Items stored from a collection
# # #

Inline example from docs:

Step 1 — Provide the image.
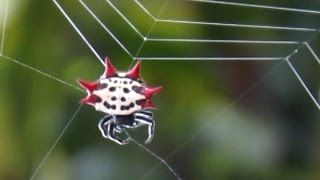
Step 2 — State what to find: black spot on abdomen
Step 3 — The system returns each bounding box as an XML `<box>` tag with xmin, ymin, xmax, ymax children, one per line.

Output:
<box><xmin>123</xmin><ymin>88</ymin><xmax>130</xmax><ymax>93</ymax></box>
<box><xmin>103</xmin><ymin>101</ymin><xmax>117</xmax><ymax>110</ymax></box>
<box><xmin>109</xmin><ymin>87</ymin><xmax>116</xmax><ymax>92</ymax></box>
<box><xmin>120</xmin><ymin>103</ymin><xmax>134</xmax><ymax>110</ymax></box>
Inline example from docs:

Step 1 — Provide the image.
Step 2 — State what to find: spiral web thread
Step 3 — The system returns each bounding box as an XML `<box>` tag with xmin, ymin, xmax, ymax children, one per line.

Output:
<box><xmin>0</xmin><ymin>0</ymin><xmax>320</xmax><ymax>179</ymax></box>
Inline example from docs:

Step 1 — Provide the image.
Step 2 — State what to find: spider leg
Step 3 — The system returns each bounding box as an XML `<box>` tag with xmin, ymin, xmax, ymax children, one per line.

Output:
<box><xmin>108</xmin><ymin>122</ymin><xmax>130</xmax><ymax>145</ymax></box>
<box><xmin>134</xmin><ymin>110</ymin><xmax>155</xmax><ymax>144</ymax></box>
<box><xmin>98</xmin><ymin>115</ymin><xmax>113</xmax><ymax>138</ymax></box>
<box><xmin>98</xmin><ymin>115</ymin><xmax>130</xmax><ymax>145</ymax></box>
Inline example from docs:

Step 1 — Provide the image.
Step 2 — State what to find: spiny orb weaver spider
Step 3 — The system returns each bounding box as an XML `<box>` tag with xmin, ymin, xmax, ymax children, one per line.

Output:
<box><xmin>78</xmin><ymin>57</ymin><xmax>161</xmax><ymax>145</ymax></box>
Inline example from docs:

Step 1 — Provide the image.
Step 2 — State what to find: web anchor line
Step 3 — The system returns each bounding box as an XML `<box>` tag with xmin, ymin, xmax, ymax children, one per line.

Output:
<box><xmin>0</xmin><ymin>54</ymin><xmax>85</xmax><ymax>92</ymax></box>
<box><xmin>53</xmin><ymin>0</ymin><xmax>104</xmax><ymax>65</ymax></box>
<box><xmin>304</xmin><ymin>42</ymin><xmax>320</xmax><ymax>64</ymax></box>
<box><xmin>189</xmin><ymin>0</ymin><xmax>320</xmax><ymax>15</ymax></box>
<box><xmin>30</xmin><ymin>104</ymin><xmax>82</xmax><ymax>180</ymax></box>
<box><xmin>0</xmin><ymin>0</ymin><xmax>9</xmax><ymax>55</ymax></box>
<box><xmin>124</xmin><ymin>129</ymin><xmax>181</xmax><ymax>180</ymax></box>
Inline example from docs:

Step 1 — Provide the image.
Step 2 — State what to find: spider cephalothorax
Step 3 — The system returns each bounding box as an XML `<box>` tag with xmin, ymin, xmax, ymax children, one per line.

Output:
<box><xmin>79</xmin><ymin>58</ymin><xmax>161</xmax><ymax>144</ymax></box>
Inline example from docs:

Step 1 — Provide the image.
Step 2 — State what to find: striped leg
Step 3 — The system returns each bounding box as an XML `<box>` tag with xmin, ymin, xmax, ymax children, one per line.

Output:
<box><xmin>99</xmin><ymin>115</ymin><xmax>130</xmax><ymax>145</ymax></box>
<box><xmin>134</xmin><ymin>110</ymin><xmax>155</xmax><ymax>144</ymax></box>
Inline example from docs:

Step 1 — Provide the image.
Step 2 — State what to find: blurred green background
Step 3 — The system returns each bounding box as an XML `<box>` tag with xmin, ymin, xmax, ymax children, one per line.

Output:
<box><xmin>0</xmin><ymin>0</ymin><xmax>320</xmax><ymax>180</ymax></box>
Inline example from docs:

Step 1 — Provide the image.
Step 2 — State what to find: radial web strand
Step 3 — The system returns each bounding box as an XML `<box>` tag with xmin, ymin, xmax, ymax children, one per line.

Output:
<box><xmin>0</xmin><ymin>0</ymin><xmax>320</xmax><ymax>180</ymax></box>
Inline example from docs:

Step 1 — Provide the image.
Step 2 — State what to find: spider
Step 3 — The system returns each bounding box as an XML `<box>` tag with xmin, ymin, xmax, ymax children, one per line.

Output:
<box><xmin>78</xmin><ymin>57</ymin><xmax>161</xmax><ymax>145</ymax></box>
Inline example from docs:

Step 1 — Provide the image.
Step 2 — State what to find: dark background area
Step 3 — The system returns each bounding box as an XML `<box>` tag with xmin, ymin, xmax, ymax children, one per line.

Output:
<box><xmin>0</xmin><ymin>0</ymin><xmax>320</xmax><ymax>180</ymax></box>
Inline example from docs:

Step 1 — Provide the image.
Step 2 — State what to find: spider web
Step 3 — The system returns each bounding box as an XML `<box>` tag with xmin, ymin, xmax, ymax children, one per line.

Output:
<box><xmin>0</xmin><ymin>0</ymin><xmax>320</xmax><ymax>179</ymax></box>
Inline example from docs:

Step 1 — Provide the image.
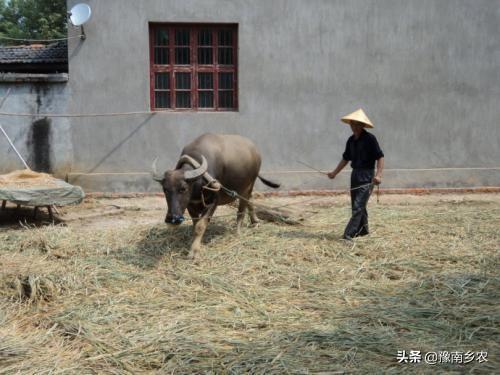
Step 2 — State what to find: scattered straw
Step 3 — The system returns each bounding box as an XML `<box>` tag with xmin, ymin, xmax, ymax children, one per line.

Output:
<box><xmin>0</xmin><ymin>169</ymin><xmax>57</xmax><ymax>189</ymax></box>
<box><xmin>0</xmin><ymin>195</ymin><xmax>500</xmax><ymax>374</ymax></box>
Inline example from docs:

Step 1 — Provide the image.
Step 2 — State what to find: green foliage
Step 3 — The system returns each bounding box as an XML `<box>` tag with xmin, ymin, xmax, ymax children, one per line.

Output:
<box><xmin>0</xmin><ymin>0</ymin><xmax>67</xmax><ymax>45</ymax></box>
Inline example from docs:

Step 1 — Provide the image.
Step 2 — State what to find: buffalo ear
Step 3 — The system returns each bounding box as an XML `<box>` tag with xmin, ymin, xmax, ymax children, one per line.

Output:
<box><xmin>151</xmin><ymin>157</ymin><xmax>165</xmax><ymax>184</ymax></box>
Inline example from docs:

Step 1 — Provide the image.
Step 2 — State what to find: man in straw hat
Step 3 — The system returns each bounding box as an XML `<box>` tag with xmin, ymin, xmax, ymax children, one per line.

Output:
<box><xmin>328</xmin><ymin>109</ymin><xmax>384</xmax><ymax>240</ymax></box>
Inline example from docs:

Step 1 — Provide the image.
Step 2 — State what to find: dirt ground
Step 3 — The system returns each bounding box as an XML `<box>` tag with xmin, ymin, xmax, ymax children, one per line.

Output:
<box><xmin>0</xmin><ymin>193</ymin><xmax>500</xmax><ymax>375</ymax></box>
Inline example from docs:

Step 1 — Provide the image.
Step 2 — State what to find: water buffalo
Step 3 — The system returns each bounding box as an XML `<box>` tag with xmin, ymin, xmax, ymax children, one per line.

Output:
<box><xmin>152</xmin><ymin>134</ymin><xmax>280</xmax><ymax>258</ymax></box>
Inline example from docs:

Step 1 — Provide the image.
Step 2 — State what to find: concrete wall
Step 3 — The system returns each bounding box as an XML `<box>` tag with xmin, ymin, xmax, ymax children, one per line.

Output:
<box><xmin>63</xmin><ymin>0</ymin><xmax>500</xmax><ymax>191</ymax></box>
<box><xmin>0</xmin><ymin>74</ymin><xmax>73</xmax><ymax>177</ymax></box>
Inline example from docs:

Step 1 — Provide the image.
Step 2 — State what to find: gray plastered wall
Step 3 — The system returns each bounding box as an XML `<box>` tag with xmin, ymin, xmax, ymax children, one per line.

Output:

# # #

Goal: Count the lines in the records above that contain the string "wall", and reply with the number only.

Completed exercise: 2